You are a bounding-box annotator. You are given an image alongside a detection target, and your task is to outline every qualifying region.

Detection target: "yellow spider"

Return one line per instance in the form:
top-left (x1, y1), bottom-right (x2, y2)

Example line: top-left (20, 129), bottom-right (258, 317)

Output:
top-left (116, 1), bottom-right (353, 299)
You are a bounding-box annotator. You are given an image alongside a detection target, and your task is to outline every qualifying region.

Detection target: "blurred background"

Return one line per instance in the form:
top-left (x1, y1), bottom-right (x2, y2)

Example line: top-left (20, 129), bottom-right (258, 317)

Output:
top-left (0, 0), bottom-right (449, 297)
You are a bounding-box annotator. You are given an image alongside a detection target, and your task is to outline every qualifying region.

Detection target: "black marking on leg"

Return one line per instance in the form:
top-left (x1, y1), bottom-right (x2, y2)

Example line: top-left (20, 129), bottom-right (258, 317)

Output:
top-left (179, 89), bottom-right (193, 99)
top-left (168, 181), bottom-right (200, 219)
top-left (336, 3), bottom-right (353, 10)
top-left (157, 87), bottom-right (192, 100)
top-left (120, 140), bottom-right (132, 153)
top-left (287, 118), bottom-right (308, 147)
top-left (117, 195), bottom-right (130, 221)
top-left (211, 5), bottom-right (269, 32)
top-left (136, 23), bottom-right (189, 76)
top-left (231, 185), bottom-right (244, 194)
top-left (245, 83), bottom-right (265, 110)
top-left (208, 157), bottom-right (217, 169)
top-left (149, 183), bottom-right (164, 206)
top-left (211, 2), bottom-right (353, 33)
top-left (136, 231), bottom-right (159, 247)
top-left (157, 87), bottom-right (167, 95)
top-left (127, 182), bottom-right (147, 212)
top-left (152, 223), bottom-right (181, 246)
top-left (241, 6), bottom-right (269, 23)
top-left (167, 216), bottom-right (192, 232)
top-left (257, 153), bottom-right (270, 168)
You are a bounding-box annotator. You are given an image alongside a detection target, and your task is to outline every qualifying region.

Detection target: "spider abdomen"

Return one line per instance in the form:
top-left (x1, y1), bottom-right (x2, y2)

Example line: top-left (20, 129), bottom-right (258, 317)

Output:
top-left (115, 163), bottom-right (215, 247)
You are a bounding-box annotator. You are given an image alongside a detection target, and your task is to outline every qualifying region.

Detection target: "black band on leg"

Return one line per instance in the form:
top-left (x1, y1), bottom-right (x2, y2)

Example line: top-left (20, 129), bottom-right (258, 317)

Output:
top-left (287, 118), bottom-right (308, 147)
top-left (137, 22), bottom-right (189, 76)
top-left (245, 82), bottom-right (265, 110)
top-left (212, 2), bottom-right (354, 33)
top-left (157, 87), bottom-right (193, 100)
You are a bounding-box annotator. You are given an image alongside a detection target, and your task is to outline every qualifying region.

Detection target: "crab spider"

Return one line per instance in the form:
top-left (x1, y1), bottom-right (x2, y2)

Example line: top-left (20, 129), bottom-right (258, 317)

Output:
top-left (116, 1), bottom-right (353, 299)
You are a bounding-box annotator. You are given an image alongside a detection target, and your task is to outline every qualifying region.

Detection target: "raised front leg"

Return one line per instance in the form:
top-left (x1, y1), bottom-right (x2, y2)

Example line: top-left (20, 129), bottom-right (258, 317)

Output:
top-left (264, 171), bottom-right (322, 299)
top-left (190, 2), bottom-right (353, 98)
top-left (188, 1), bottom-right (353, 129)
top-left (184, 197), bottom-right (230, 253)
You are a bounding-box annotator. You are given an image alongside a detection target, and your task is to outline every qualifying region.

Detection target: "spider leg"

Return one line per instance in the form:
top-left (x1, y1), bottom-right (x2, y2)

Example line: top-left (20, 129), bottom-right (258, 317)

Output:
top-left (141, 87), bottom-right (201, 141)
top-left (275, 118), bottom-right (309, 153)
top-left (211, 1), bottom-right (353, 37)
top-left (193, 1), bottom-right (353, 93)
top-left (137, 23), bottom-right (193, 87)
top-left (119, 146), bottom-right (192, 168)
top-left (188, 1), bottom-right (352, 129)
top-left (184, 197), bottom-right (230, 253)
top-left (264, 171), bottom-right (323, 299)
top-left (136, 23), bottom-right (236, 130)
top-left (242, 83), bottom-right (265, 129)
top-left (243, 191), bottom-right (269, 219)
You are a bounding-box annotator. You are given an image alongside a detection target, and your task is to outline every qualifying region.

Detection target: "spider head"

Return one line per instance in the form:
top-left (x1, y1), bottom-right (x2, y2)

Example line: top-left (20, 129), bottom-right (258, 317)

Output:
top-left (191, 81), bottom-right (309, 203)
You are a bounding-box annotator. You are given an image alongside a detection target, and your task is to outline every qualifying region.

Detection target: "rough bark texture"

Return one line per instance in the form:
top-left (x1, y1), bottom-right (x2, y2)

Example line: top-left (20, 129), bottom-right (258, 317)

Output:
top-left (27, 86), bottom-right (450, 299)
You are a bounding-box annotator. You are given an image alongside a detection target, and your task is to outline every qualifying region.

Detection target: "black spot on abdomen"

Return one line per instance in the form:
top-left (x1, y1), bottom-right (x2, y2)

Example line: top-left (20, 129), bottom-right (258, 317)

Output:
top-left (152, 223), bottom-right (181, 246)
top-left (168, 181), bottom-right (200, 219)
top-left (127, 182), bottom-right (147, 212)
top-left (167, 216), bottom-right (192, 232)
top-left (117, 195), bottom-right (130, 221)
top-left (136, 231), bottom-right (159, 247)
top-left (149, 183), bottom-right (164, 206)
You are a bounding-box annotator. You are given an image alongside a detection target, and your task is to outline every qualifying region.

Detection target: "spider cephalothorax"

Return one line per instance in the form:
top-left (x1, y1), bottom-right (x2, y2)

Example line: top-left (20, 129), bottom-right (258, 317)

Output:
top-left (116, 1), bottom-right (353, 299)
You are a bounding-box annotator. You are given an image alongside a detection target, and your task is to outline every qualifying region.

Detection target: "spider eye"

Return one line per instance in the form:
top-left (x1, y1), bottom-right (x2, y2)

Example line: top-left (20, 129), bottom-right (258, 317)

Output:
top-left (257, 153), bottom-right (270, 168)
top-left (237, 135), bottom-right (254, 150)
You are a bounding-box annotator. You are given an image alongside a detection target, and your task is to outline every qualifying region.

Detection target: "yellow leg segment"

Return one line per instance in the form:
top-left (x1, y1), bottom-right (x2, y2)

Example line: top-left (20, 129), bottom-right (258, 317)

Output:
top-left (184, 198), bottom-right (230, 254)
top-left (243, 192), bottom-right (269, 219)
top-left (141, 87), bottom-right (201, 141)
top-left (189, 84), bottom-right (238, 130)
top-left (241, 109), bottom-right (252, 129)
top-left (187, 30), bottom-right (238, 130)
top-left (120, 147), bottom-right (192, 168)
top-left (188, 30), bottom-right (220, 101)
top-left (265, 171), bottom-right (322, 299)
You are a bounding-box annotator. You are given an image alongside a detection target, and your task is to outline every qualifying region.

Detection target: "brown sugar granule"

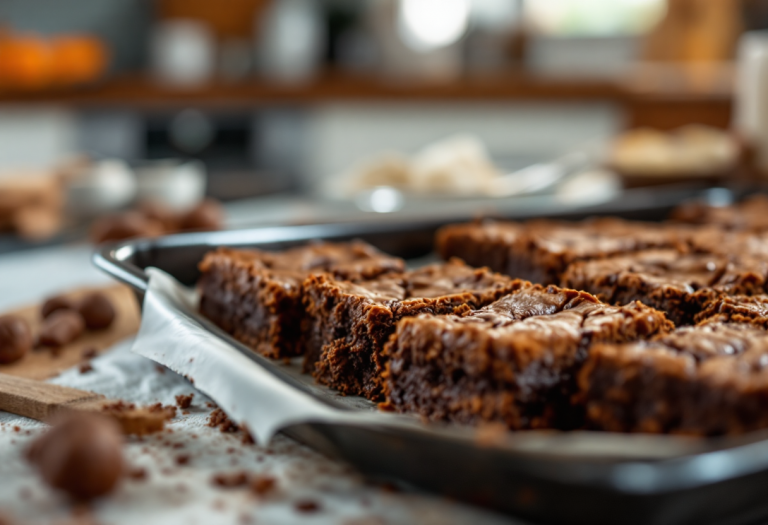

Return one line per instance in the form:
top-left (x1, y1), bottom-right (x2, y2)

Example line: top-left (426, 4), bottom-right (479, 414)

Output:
top-left (175, 393), bottom-right (194, 409)
top-left (250, 475), bottom-right (276, 496)
top-left (26, 412), bottom-right (124, 501)
top-left (294, 500), bottom-right (321, 513)
top-left (175, 454), bottom-right (190, 466)
top-left (78, 362), bottom-right (94, 374)
top-left (81, 347), bottom-right (98, 359)
top-left (211, 471), bottom-right (249, 488)
top-left (207, 408), bottom-right (238, 433)
top-left (127, 467), bottom-right (147, 481)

#### Exercise aim:
The required output is every line of the data above, set down exactly and stripped of pictures.

#### Your solution:
You are a bounding-box annotator. You are given an image alongside a detection target, and your task is to outline every qualifying region.

Detection target: "yellow spider"

Return one line per instance in the form:
top-left (x1, y1), bottom-right (x2, y2)

Example line: top-left (20, 129), bottom-right (258, 317)

Output:
top-left (116, 1), bottom-right (353, 299)
You are a bounding-box annotator. You are given an image alongside a detection target, and your task is to outline every qualifying region.

Detection target: "blurred background"

Return one line per instance in the form:
top-left (x1, y1), bottom-right (x2, y2)

Example line: top-left (20, 129), bottom-right (258, 317)

Output:
top-left (0, 0), bottom-right (449, 297)
You are a bounding-box annotator. You are given an image alongside a detection target, and your task is to outline every qualifying region.

Detection target: "black marking on leg"

Return one line per instance in the form:
top-left (x1, y1), bottom-right (x2, y2)

Example line: top-left (20, 129), bottom-right (258, 317)

Output:
top-left (179, 89), bottom-right (193, 99)
top-left (168, 181), bottom-right (200, 219)
top-left (336, 3), bottom-right (353, 10)
top-left (157, 87), bottom-right (192, 100)
top-left (120, 140), bottom-right (132, 153)
top-left (287, 118), bottom-right (308, 147)
top-left (117, 195), bottom-right (130, 221)
top-left (211, 5), bottom-right (269, 32)
top-left (136, 23), bottom-right (189, 76)
top-left (231, 185), bottom-right (244, 194)
top-left (245, 83), bottom-right (265, 110)
top-left (208, 157), bottom-right (217, 169)
top-left (149, 183), bottom-right (164, 206)
top-left (211, 2), bottom-right (353, 33)
top-left (136, 231), bottom-right (159, 247)
top-left (157, 87), bottom-right (167, 95)
top-left (127, 182), bottom-right (147, 212)
top-left (152, 223), bottom-right (181, 246)
top-left (241, 6), bottom-right (269, 23)
top-left (167, 216), bottom-right (192, 232)
top-left (257, 153), bottom-right (270, 168)
You are a bounding-box annotator. You are given an image alongside a detection target, and your task is to outline every qualifying region.

Detection target: "spider abdomen"

Return one line per instance in the form:
top-left (x1, y1), bottom-right (x2, y2)

Example line: top-left (20, 129), bottom-right (258, 317)

Output:
top-left (115, 163), bottom-right (215, 247)
You are a bounding-box annotator. You are given an image alongside a detection target, and your task is to outline every qualifying region.

Detection target: "black band on leg"

Return one line per instance in the form:
top-left (x1, y1), bottom-right (x2, y2)

Example line: top-left (20, 129), bottom-right (258, 317)

Output:
top-left (287, 118), bottom-right (308, 147)
top-left (137, 22), bottom-right (189, 76)
top-left (245, 82), bottom-right (265, 110)
top-left (212, 2), bottom-right (354, 33)
top-left (157, 87), bottom-right (193, 100)
You are a bounding-box annotator. You are given an image alongside a detection target, and your task is to outline every qualifying region.

Detection target: "crab spider"

Return one line per instance in the form:
top-left (x1, y1), bottom-right (x2, y2)

Example line: top-left (20, 129), bottom-right (258, 317)

Output:
top-left (116, 1), bottom-right (353, 299)
You are a bounding-box annotator. You are given an image alongside a detection target, and your task is to outline every qualifying region.

Detection target: "raised front leg"

Return one line per instance in the form:
top-left (x1, y1), bottom-right (x2, y2)

Example line: top-left (20, 129), bottom-right (258, 317)

Output:
top-left (264, 171), bottom-right (322, 299)
top-left (190, 2), bottom-right (353, 98)
top-left (188, 1), bottom-right (353, 129)
top-left (184, 197), bottom-right (230, 253)
You are a bounding-box annotator. You are given an image alongside a detection target, and your task is to outline every qualifying region.

Detection target: "spider leg"

Return one line per instance in the form:
top-left (x1, y1), bottom-right (x2, y2)

Example line: top-left (20, 129), bottom-right (258, 317)

Output:
top-left (141, 87), bottom-right (201, 141)
top-left (275, 118), bottom-right (309, 153)
top-left (211, 1), bottom-right (353, 37)
top-left (193, 1), bottom-right (353, 93)
top-left (137, 23), bottom-right (193, 87)
top-left (119, 146), bottom-right (192, 168)
top-left (188, 1), bottom-right (352, 129)
top-left (184, 197), bottom-right (230, 253)
top-left (264, 171), bottom-right (323, 299)
top-left (136, 23), bottom-right (236, 130)
top-left (242, 83), bottom-right (265, 129)
top-left (243, 191), bottom-right (269, 219)
You are a bounding-box annotator. You are given an image alongside a detection target, and your task is to outline every qualifying region.

Detection target: "spider head"

Return one line per instance in the form:
top-left (x1, y1), bottom-right (x2, y2)

Example line: top-left (20, 129), bottom-right (258, 317)

Output:
top-left (191, 81), bottom-right (309, 203)
You are a bounding-box annotator. You are given an image alongside a detection target, and your task is to outline every qualifying region.

Detection target: "rough bark texture"

Return one line per instance in the form:
top-left (x1, y1), bottom-right (x2, y2)

Example line: top-left (20, 129), bottom-right (258, 317)

Output:
top-left (27, 86), bottom-right (450, 299)
You are a bounding-box annotator. You are given an image alongside a detection target, and your task is to outline every qualifying region.

Detection target: "black spot on abdomen"

Return one line per instance in the form:
top-left (x1, y1), bottom-right (x2, y2)

Example line: top-left (20, 129), bottom-right (258, 317)

Output:
top-left (152, 223), bottom-right (181, 246)
top-left (168, 181), bottom-right (200, 219)
top-left (127, 182), bottom-right (147, 212)
top-left (167, 216), bottom-right (192, 232)
top-left (117, 195), bottom-right (130, 221)
top-left (136, 231), bottom-right (159, 247)
top-left (149, 183), bottom-right (164, 206)
You are a bounding-box annotator. You are given an image alongside a detection target, and your task is to outline every qualifying region.

Detection target: "spider cephalothorax"

Return one line per instance in the form:
top-left (x1, y1), bottom-right (x2, y2)

Example line: top-left (20, 129), bottom-right (258, 317)

Output:
top-left (116, 1), bottom-right (353, 299)
You are a bounding-box annotator. You are given an image alongside a detection target, and your task is to outline every qualifying region.

Detection target: "spider eye"

Return one line per instance in the form:
top-left (x1, y1), bottom-right (x2, y2)

Example line: top-left (20, 129), bottom-right (258, 317)

Output:
top-left (257, 153), bottom-right (270, 168)
top-left (237, 135), bottom-right (254, 150)
You are a bounding-box annotator. You are given an image alongside a detection target, and your task is to outline every qualifying region.

Detection target: "yellow leg segment"

Return one line per instance in the form:
top-left (x1, y1), bottom-right (x2, y2)

Example line: top-left (20, 129), bottom-right (258, 317)

Output:
top-left (184, 198), bottom-right (230, 254)
top-left (243, 192), bottom-right (269, 219)
top-left (141, 87), bottom-right (201, 141)
top-left (189, 84), bottom-right (238, 130)
top-left (241, 109), bottom-right (252, 129)
top-left (187, 30), bottom-right (238, 130)
top-left (120, 147), bottom-right (192, 168)
top-left (188, 30), bottom-right (220, 101)
top-left (265, 171), bottom-right (322, 299)
You are a bounding-box annotator. You are given an image alongside a detection target, and your task is to outline every qualifying region.

Detection target: "brown sugar granule"


Return one line per instance in the form:
top-left (x1, y1), bottom-right (x2, y2)

Example line: top-left (426, 4), bottom-right (479, 414)

Output:
top-left (175, 393), bottom-right (194, 409)
top-left (250, 475), bottom-right (276, 496)
top-left (26, 412), bottom-right (124, 501)
top-left (294, 500), bottom-right (321, 513)
top-left (175, 454), bottom-right (190, 466)
top-left (78, 362), bottom-right (94, 374)
top-left (81, 347), bottom-right (98, 359)
top-left (211, 471), bottom-right (249, 488)
top-left (207, 408), bottom-right (238, 433)
top-left (127, 467), bottom-right (147, 481)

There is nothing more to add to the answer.